In the chiller text, what component regulates refrigerant flow between the condenser and the evaporator?

STUDY TEXT —
_ _ _

Working Relationship With a Chiller Manufacturer
Chiller manufacturers should act as long-term partners, offering guidance and recommendations for custom configurations that match a business’s cooling demands. A strong working relationship helps buyers get better equipment sizing, stronger support after installation, and a system that continues to perform as production needs evolve.
Chiller Terms
Ambient
The surrounding environment, including temperature, pressure, and humidity, that interacts with a system or component.
Brine
A mineralized water solution containing sodium chloride, metallic elements, and/or organic contaminants.
British Thermal Units (BTU)
A unit of heat measurement representing the energy required to raise the temperature of one pound of water by one degree Fahrenheit.
Capillary Tube
A narrow tube between the condenser and evaporator that regulates refrigerant flow.
Central Chilling System
A self-contained chiller system consisting of multiple units and compressors but lacking a pump tank set.
Chlorofluorocarbon (CFC)
A refrigerant gas composed of chlorine, fluorine, and carbon. CFCs have been largely phased out due to their ozone-depleting effects.
Coefficient of Performance (COP)
A measure of a refrigeration system’s efficiency, calculated by dividing cooling output by heat input, expressed in BTU/hr.
Compressor
A device that increases refrigerant pressure, converting vaporized refrigerant into a high-pressure gas suitable for liquefaction in the condenser.

_ _ _

DATA —

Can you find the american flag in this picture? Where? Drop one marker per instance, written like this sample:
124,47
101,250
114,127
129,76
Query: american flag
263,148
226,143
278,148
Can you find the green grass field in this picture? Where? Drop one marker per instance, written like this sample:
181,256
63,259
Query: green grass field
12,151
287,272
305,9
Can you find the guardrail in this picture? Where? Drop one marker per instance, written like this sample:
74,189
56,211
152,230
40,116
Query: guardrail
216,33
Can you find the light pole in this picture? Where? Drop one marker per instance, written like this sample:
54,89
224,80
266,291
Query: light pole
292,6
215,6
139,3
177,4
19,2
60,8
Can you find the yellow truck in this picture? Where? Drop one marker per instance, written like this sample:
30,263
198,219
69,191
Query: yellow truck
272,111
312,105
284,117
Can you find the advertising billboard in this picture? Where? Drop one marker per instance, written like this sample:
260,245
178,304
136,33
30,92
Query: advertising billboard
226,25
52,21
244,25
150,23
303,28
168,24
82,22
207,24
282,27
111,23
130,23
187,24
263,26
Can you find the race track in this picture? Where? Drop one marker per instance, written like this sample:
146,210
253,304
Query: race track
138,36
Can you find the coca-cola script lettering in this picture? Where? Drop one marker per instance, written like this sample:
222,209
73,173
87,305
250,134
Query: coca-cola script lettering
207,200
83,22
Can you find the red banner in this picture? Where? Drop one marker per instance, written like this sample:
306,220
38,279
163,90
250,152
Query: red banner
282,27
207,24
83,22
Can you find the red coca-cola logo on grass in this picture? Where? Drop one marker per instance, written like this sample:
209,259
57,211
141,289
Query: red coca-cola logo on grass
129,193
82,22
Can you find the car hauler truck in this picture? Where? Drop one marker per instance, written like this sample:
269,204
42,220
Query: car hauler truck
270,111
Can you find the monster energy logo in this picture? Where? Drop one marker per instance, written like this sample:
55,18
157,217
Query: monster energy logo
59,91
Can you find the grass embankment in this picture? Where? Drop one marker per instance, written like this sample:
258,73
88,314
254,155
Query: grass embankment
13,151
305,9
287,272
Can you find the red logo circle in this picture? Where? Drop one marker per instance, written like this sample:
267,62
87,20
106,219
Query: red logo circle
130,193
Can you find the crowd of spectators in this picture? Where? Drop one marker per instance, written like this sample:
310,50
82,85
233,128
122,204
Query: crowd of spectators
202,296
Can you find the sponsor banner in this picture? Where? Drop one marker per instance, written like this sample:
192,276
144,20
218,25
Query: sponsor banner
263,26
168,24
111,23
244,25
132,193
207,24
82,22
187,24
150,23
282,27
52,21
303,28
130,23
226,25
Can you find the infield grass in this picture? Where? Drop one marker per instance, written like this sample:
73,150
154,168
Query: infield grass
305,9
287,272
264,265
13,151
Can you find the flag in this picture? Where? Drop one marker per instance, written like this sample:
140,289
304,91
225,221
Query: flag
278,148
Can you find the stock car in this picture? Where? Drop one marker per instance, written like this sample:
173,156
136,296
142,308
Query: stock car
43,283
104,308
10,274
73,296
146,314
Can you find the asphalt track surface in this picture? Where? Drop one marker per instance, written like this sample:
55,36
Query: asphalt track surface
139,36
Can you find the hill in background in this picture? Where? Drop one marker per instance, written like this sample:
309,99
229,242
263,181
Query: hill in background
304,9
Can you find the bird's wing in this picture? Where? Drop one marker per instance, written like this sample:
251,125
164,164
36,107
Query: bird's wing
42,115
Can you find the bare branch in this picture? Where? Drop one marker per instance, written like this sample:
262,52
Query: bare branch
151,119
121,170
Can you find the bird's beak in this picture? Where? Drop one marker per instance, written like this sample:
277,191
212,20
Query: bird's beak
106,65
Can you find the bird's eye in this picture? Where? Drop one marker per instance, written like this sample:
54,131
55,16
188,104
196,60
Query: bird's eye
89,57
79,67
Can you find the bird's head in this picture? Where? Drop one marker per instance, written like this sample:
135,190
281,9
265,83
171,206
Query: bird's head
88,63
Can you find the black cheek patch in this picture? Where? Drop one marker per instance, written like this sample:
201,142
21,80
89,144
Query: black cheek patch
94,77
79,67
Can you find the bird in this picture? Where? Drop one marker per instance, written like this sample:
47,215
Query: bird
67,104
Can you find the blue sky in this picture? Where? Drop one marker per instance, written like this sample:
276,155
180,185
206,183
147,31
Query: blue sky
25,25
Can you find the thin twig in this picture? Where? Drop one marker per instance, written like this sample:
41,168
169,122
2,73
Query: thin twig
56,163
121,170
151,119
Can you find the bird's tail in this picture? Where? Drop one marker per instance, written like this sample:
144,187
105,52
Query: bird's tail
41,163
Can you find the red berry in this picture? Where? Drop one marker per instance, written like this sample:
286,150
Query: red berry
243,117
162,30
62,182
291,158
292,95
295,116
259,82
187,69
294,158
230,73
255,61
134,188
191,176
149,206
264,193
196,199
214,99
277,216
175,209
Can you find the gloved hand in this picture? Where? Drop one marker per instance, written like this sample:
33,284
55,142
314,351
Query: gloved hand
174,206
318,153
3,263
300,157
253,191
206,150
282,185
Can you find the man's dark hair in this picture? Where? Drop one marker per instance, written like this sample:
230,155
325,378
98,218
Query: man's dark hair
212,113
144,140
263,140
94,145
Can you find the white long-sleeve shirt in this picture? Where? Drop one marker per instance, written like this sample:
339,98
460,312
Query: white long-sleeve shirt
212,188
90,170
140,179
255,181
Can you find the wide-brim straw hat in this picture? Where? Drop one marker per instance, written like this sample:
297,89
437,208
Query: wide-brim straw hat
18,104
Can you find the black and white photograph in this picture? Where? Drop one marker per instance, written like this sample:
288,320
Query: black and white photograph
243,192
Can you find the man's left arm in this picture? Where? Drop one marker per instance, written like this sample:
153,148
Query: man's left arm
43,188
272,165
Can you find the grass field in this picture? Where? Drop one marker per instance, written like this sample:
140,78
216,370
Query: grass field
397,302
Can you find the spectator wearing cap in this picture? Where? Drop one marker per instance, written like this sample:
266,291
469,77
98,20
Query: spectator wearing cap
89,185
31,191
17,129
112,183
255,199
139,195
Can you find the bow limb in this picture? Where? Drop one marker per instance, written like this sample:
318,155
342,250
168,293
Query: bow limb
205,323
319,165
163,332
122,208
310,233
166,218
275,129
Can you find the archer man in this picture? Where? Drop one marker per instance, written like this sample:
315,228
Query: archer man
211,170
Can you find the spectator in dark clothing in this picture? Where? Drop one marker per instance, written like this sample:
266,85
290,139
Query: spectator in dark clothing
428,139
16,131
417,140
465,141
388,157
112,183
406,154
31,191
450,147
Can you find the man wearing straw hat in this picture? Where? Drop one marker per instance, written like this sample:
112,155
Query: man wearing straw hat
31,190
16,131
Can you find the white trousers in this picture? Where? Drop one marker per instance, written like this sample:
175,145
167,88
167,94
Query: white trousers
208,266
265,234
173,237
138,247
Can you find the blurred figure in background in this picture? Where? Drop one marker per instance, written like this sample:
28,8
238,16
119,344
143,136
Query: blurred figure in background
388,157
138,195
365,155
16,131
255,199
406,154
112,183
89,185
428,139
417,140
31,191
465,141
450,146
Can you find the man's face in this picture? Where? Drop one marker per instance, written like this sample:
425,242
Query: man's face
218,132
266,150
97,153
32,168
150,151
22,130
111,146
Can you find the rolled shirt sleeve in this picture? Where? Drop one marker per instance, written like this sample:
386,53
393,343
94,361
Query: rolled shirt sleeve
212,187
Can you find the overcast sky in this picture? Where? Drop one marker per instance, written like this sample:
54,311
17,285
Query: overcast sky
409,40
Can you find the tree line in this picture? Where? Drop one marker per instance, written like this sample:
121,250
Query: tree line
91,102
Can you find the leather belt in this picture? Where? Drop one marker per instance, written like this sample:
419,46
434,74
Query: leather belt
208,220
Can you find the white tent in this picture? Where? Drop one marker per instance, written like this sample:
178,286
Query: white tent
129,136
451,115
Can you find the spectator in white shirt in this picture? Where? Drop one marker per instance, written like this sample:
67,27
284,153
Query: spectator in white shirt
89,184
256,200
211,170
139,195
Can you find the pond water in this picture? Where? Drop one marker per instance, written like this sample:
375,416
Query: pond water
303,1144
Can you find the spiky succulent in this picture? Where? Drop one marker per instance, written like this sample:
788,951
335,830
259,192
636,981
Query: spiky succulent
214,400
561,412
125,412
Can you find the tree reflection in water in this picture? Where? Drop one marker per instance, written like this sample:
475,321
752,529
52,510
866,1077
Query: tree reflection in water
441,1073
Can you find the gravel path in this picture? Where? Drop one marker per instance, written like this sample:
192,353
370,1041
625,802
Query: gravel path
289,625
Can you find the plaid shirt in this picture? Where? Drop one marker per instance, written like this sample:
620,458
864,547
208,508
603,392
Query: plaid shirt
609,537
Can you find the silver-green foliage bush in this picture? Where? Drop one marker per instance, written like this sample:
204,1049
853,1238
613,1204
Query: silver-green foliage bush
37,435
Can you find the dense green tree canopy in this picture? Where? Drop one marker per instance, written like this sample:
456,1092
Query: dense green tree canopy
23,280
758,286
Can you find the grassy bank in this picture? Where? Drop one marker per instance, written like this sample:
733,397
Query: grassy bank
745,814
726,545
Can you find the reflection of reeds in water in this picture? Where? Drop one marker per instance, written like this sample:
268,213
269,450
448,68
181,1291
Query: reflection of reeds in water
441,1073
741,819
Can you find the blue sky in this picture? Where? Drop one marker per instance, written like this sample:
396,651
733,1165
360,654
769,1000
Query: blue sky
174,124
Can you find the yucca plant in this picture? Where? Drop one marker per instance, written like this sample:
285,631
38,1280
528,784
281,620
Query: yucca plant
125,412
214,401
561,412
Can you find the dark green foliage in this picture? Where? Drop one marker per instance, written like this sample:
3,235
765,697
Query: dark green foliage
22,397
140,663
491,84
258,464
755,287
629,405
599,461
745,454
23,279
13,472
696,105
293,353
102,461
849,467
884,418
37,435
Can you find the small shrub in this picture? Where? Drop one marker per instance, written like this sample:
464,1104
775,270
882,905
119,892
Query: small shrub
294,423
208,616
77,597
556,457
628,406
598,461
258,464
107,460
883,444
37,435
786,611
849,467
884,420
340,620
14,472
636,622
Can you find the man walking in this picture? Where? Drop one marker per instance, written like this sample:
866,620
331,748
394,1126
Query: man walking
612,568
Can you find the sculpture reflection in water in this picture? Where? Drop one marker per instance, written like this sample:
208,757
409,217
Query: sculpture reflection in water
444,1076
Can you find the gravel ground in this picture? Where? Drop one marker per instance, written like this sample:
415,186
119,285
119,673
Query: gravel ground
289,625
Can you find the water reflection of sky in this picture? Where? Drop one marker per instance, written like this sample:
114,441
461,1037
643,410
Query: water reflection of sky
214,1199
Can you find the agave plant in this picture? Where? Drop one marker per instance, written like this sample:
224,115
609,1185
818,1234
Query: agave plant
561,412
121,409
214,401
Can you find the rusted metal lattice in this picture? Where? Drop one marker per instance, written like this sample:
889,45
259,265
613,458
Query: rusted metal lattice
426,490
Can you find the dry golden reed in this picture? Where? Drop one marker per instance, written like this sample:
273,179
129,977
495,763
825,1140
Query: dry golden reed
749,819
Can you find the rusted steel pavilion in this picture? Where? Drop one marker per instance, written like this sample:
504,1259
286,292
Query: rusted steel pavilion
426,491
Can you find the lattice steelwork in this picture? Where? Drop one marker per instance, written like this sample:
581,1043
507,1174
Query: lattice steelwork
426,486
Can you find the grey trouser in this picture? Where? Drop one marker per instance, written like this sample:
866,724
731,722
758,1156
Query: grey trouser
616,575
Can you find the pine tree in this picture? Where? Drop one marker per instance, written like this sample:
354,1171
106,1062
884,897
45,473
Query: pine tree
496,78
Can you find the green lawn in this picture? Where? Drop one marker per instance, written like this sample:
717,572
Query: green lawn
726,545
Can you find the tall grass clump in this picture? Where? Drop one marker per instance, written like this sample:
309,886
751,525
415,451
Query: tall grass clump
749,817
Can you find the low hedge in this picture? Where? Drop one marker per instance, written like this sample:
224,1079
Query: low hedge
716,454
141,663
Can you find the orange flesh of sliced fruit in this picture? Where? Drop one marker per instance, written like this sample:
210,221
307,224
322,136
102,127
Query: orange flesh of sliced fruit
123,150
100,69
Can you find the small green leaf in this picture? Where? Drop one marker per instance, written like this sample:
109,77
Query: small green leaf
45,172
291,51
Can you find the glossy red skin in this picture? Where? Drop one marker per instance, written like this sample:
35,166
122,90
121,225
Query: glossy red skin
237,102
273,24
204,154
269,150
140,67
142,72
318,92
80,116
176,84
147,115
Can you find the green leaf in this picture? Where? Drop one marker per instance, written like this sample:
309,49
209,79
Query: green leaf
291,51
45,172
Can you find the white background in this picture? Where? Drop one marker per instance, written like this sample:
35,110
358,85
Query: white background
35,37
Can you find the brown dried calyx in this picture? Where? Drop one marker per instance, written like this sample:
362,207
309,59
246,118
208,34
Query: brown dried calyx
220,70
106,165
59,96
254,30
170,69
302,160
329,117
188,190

_ _ _

RESULT OF THE TASK — A capillary tube, a narrow tube placed between the condenser and the evaporator.